TO DO: Go through the entries below and write each one out exactly.
START DATASET
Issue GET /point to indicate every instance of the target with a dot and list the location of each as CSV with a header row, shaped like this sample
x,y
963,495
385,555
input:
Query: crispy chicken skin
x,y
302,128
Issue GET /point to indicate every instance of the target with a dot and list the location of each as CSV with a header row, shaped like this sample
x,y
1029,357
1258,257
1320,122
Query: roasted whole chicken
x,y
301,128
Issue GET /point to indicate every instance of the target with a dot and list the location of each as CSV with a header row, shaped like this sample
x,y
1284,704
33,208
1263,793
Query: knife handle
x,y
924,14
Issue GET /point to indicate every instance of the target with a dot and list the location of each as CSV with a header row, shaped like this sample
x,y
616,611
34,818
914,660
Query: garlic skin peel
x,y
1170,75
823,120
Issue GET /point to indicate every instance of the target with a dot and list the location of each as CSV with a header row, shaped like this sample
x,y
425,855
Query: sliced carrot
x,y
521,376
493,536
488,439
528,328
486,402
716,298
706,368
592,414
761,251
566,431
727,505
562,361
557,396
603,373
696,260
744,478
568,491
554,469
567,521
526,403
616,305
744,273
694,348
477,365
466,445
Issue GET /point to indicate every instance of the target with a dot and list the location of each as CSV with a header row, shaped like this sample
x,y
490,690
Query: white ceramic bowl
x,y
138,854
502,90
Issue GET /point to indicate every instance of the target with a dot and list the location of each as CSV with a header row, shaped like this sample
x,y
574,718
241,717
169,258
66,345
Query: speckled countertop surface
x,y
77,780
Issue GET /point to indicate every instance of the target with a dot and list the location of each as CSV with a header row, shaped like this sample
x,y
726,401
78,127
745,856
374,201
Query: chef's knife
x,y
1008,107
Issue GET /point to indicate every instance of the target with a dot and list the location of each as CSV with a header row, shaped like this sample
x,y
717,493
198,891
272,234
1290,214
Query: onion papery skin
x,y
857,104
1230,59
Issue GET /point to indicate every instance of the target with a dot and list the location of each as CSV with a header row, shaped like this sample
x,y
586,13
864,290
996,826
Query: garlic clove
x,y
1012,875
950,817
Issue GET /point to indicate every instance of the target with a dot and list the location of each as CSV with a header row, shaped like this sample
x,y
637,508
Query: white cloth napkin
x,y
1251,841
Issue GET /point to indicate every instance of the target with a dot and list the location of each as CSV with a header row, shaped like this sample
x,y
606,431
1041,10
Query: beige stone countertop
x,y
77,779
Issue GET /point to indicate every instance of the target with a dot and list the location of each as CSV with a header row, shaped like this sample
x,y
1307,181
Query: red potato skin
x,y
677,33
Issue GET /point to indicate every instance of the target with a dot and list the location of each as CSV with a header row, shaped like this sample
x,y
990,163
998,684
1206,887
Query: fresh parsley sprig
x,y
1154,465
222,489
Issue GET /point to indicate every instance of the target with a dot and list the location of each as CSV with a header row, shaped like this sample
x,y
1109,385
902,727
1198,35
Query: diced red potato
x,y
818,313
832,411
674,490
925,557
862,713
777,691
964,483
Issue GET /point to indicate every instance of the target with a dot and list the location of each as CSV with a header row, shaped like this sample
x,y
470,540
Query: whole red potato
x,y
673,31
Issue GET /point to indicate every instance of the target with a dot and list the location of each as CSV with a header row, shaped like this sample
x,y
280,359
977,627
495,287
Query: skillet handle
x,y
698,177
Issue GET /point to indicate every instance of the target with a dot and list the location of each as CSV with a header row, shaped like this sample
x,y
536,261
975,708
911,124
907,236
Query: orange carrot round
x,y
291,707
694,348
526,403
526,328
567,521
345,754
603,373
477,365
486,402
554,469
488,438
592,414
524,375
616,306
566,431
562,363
END DATASET
RESPONSE BELOW:
Issue GET /point to indicate every instance of the target with a dot and list the location of each as CSV with a header row, shaped like this sample
x,y
963,495
385,555
input:
Query: crispy chicken skin
x,y
302,128
Issue GET /point to indicate every instance of the target with a dot and list the location of each as CSV with a header row, shaped like this sample
x,y
1029,357
1258,257
1320,122
Query: roasted whole chicken
x,y
301,128
Issue GET /point to indicate every instance of the target with a dot and list the location of each as CSV with a header row, shaped like this sample
x,y
1284,704
33,208
1263,793
Query: knife handle
x,y
924,14
Issue GET /point to indicate every instance of the target with a dot and list the location of each as CSV with a header row, shaped like this sample
x,y
616,611
34,818
914,660
Query: garlic skin peel
x,y
1170,75
823,120
Issue GET /point to indicate every instance of the target with a dot and list the location of each as CSV with a header row, shaped like this sample
x,y
425,855
Query: sliced carrot
x,y
521,376
493,536
488,439
528,328
486,402
716,298
706,368
592,414
761,251
566,431
727,505
562,361
557,396
603,373
696,260
744,478
568,491
554,469
567,521
526,403
616,305
744,273
694,348
477,365
466,445
Issue GET /point to indicate every instance of the target with a dot and list the location of each as CSV with a header row, shaped like this sample
x,y
490,690
Query: white ceramic bowl
x,y
138,854
502,90
Issue GET /point to indicate every instance of the target with a dot and list the location of each as CSV with a header row, shaped like this sample
x,y
574,718
241,717
169,258
66,345
Query: speckled countertop surface
x,y
77,780
Issue GET /point to indicate every instance of the target with a dot and list the location of each as CSV with a header row, shaped like this sample
x,y
726,401
78,127
745,856
374,201
Query: chef's knife
x,y
1008,107
Issue GET /point to indicate every instance of the target with a dot and list the location of each as CSV with a header row, shaped like this sample
x,y
717,493
198,891
272,234
1290,214
Query: onion papery skin
x,y
857,104
1230,59
Issue GET /point to indicate every instance of the target with a dot and list the location of each as CSV with a header row, shaped like this sample
x,y
586,13
864,290
996,826
Query: garlic clove
x,y
1012,875
950,817
Issue GET /point to indicate every instance of the target with a dot and list the location of each as CSV with a header row, shaped like this sample
x,y
637,508
Query: white cloth napkin
x,y
1251,841
Issue GET /point to indicate every instance of the target with a dot and list the location of each as CSV with a header row, shaped like this sample
x,y
606,431
1041,10
Query: beige stone countertop
x,y
77,779
Issue GET /point to indicate every instance of the target with a dot and list the location of each as CSV with a header row, shaped like this sample
x,y
1307,181
Query: red potato skin
x,y
677,33
Issue GET /point to indicate every instance of the target with a dot and list the location of each as CSV with a header row, shaped like this sample
x,y
990,163
998,684
1206,887
Query: fresh parsley sprig
x,y
1154,465
222,489
Issue GET /point to indicate every instance of the target with a dot and list the location of each as CSV with a header row, shaped like this sample
x,y
1109,385
902,727
1198,35
Query: diced red potato
x,y
818,313
832,411
674,490
925,557
862,713
777,691
964,483
Issue GET /point to indicate every instance of the target with a dot and list the location of each as CSV with a header row, shaped like this sample
x,y
470,540
Query: whole red potato
x,y
673,31
Issue GET /point to indicate every instance of the target with a dot and list the location of each as CSV with a header row, shaped like this sample
x,y
280,359
977,627
495,287
Query: skillet handle
x,y
698,177
Issue GET /point to indicate every instance of the target with a dot and list the location of each as CSV with a header row, shaped like this sample
x,y
536,261
975,708
911,124
907,236
Query: orange carrot round
x,y
291,707
694,348
526,403
526,328
567,521
345,754
603,373
477,365
486,402
554,469
488,438
592,414
524,375
616,306
566,431
562,363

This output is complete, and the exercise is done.